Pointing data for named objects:

►

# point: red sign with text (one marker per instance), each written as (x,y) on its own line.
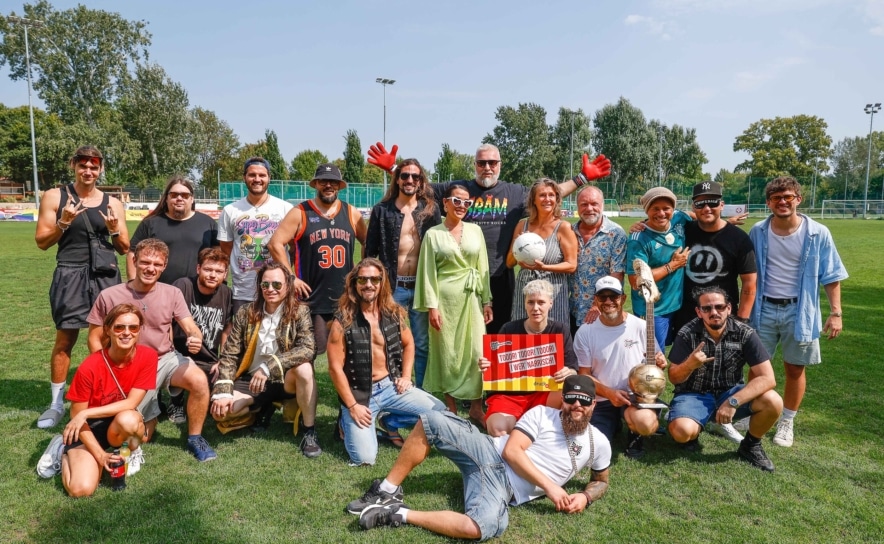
(522,362)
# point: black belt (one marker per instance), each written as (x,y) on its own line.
(780,301)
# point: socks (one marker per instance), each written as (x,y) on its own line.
(387,487)
(57,390)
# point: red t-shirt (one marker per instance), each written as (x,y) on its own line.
(94,385)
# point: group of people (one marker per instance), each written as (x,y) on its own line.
(403,326)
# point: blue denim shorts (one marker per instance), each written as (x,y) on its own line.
(702,406)
(486,488)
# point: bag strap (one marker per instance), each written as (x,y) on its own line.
(103,356)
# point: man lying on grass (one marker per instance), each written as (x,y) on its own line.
(547,448)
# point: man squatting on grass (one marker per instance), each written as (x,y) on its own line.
(268,357)
(545,450)
(713,385)
(370,357)
(161,304)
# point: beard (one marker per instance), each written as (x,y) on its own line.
(573,428)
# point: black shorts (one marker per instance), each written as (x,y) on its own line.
(99,428)
(73,292)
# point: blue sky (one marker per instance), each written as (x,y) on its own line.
(307,69)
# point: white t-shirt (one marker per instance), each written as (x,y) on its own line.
(611,352)
(783,258)
(249,228)
(549,452)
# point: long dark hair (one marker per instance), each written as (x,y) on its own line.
(163,206)
(348,304)
(291,302)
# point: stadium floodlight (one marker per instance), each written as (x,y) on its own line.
(36,24)
(870,109)
(384,81)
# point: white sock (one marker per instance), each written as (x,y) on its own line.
(387,487)
(57,390)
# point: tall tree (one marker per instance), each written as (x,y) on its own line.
(560,137)
(522,136)
(155,112)
(797,146)
(622,134)
(212,140)
(79,58)
(304,164)
(353,158)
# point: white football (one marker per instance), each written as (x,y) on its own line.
(529,247)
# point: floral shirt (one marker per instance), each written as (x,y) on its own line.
(603,255)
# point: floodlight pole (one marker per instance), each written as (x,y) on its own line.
(36,24)
(384,81)
(871,109)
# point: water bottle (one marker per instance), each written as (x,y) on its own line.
(118,473)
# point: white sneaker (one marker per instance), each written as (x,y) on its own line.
(742,425)
(727,430)
(50,462)
(785,435)
(136,459)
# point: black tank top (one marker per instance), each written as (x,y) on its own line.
(324,255)
(73,246)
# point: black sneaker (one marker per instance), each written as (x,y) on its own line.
(175,410)
(310,445)
(635,445)
(377,515)
(754,455)
(375,497)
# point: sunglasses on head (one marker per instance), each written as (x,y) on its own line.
(460,201)
(276,285)
(375,280)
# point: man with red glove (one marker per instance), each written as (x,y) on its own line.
(498,206)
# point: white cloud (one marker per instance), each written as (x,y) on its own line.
(653,26)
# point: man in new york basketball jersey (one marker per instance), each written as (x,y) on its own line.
(323,233)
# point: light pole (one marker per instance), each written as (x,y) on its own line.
(871,109)
(36,24)
(384,81)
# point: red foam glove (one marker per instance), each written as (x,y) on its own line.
(378,156)
(598,168)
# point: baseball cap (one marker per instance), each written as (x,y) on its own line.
(328,171)
(655,193)
(578,386)
(609,283)
(707,188)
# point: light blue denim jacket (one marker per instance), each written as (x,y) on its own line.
(820,265)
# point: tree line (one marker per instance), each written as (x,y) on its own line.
(92,70)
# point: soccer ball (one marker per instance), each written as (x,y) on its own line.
(529,247)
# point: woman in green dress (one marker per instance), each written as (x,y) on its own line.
(453,285)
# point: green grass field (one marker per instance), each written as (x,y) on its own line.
(827,488)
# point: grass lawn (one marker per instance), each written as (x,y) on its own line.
(827,488)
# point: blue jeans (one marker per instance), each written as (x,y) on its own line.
(486,488)
(362,443)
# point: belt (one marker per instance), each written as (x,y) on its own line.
(780,301)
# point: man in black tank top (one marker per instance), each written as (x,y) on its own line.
(323,233)
(62,220)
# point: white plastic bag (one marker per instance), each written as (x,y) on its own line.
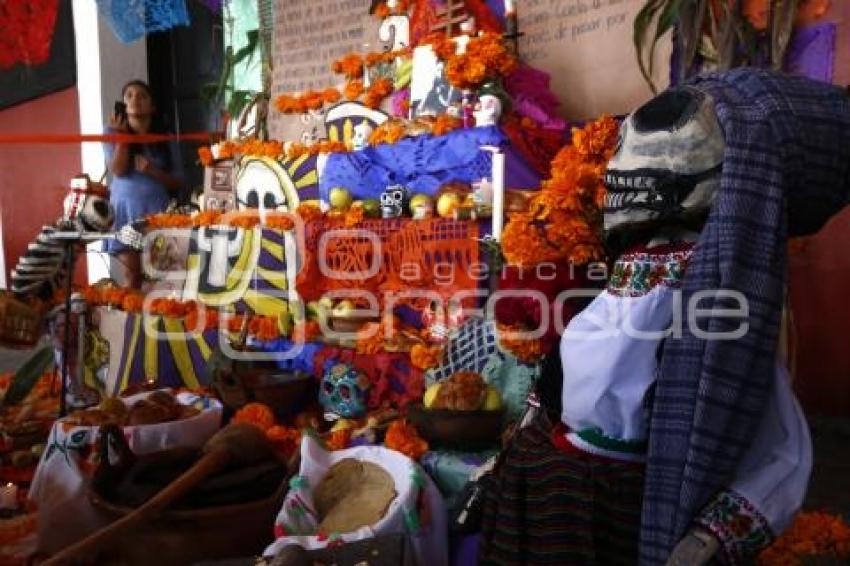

◄

Rewrite all of the data above, replacing "one marker per instance" with "a single marker for each instance" wherever it occurs and leaving everything else unchanged. Leave the pictures out of your answer.

# point: red sign with text (a single marker for each instance), each written as (x,y) on its own line.
(522,362)
# point: black belt (a single marker for each instance), each written as (x,y) on its own line.
(780,301)
# point: socks (a single marker for each instance), each written as (x,y) on its own line.
(387,487)
(57,390)
# point: red t-shirt (a single marker for each instance), each written as (x,y) on its own line.
(94,385)
# point: group of people (a single marker for each instance), each written as (x,y) on its own line.
(403,326)
# point: blue denim shorts (a single marker for each instance), each written as (x,y) on its own line.
(702,406)
(486,488)
# point: bag strap (a single marker for each instance), each written as (x,y) on its own line.
(103,356)
# point: man lying on grass (a single marker for each instance), each written as (x,y) on its own line.
(547,448)
# point: man squatting on grass (a single marker for each instance), each written as (x,y) on its own line.
(268,357)
(545,450)
(713,385)
(370,357)
(161,304)
# point: beard (a single marker for each instance), each written as (x,y) on its own line.
(573,428)
# point: black shorts (a single marker for each instance), each written as (x,y) on its own line.
(99,428)
(73,292)
# point: blue sky (a single marker for each instance), each written as (x,y) on its own line.
(307,69)
# point: white t-shirt (a single marker for each instance), each written as (x,y) on its own line.
(611,352)
(783,258)
(249,228)
(549,452)
# point: long dark hair (a single marker for each instance), each written as (x,y) on its own line.
(163,206)
(348,304)
(291,302)
# point: stadium floodlight (a single marker for each instance), each written as (x,y) on its own line.
(36,24)
(870,109)
(384,81)
# point: white sock (a single marker for each instance), each written as (x,y) on its own line.
(387,487)
(57,390)
# point: tall tree (a single marker for each instance), each written as (x,y) on its own line.
(560,137)
(522,136)
(155,112)
(797,146)
(622,134)
(212,140)
(79,58)
(304,164)
(353,158)
# point: white football (a single marker for each instance), each written as (x,y) on its own line.
(529,247)
# point: floral shirt (a single marker for each instance), each written as (x,y) on its own line.
(603,255)
# point: floodlight pole (a single marker for each instance), each written as (x,y) on its own line.
(36,24)
(384,81)
(871,109)
# point: water bottle (a single marker for each instance), each written as (x,y) on its own line.
(118,473)
# point: white sneaker (a single marker for each instance), each written as (x,y) on its own line.
(742,425)
(727,430)
(50,462)
(785,435)
(136,459)
# point: black tank top (a single marker for each instance), each written as (x,y) on its own line.
(324,255)
(73,246)
# point: black sneaker (a single marker for each instance), each written as (x,y) on its own line.
(175,410)
(310,445)
(635,445)
(377,515)
(754,455)
(375,497)
# point: sunglasses on head (a single marker for each instance), each written as (x,y) on its own line.
(460,201)
(276,285)
(375,280)
# point: man with red glove (a single marker for each instance), each written as (x,y) on its own line.
(498,206)
# point: white cloud (a single marker for each instance), each written as (x,y) on its own line.
(653,26)
# point: man in new york basketball jersey (a single marker for each instance), each written as (x,y) on its own line.
(323,233)
# point: light pole (a single marker for each instance), each written as (x,y) on its own line.
(871,109)
(36,24)
(384,81)
# point: red foam glove (a single marker for each instance), each written as (x,y) on its own line.
(378,156)
(598,168)
# point: baseball cap (a single marker for each instance), each written as (x,y) on its own line.
(328,171)
(655,193)
(578,386)
(609,283)
(707,188)
# point: light blue denim jacket (a single marker for each instance), each written as (x,y) on its own line.
(820,265)
# point: tree line (a single marker for each instance), each written as (x,y) on its own line.
(92,70)
# point: soccer ball (a single marker for each instance), each written as (x,y) on its own line.
(529,247)
# point: woman in green dress (a single marker for each instance), each written as (x,y) on its own line.
(453,285)
# point: green grass field (a single marker for each instance), each written as (x,y) on its own line.
(827,488)
# point: grass lawn (a single marker for each instance), each written as (x,y) on its own line.
(827,488)
# point: blue jeans (a single marker for each instance), each written as (x,y) on its own line.
(486,488)
(362,443)
# point: belt (a single marker for each instance), each written as (x,y) on its own line.
(780,301)
# point: man in black tank top (a single marker for each instance), each written as (x,y) on its own line.
(323,233)
(62,220)
# point: white plastic bag (a single marker for each instance), each written as (x,y) on its own line.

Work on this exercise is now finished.